═══ 出典抜粋

松井証券のIPO投資3つのメリット 平等抽選、申込時資金不要、プレミアム空売り

前述のとおり取扱銘柄数は他社と比較してそれほど多くはないが、松井証券のIPOには以下の3つのメリットがある。

松井証券IPO投資のメリット1,完全平等抽選が70%以上

松井証券では同社に配分されたIPO株の70%以上が完全平等抽選で配分される。完全平等抽選では1人1票しか配分されない抽選方式のため、投資額に関わらず誰でも平等に当選するチャンスが多いと言えるだろう。

例えば、大手ネット証券のSBI証券では取り扱うIPO株のうち4~5割が抽選に回る。そのうち7割が完全抽選、残りの3割がIPOチャレンジポイントというポイントによる抽選制だ。

完全抽選は1人1票という制限がないため、投入資金が多い人が有利となる。またIPOチャレンジポイントはSBI証券でIPOに参加している回数が多い人ほど多くもらえるため、SBI証券を長期的に使用してIPO投資をしている人に有利な方式となっている。

SBI証券と比較した場合、松井証券のIPO投資はIPO初参加の初心者にはより平等な方式となっている。

松井証券IPO投資のメリット2,抽選申込時に資金が不要

松井証券のIPOでは抽選申込時に資金を入金しておく必要がない。口座に資金が入っていない状態でも申し込めるので気軽に抽選に参加できる。

抽選申込時に資金不要な証券会社は他にライブスター証券や岡三オンライン証券があるが、まだまだ数は多くないと言えるだろう。申込時に資金が必要なのはSBI証券、楽天証券、マネックス証券など、IPO取扱銘柄数の多い大手ネット証券会社だ。

══════

▶ _作業内容_:
出典抜粋をもとに、次の問いに答えてください。
1. 松井証券では、配分されたIPO株の何%以上が完全平等抽選で配分されるか。
2. SBI証券で抽選に回る分のうち、完全抽選以外の3割はどのような抽選制か。
3. 松井証券のほかに、抽選申込時に資金が不要な証券会社として挙げられているのはどこか。

═══ 表示データ

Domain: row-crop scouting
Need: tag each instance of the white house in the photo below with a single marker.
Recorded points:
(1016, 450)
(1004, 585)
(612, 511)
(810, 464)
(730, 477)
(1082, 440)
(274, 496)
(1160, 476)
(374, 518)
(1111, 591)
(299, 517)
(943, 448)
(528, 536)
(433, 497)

══════

▶ _完了した作業_:
1. 70%以上
2. IPOチャレンジポイントによる抽選制
3. ライブスター証券、岡三オンライン証券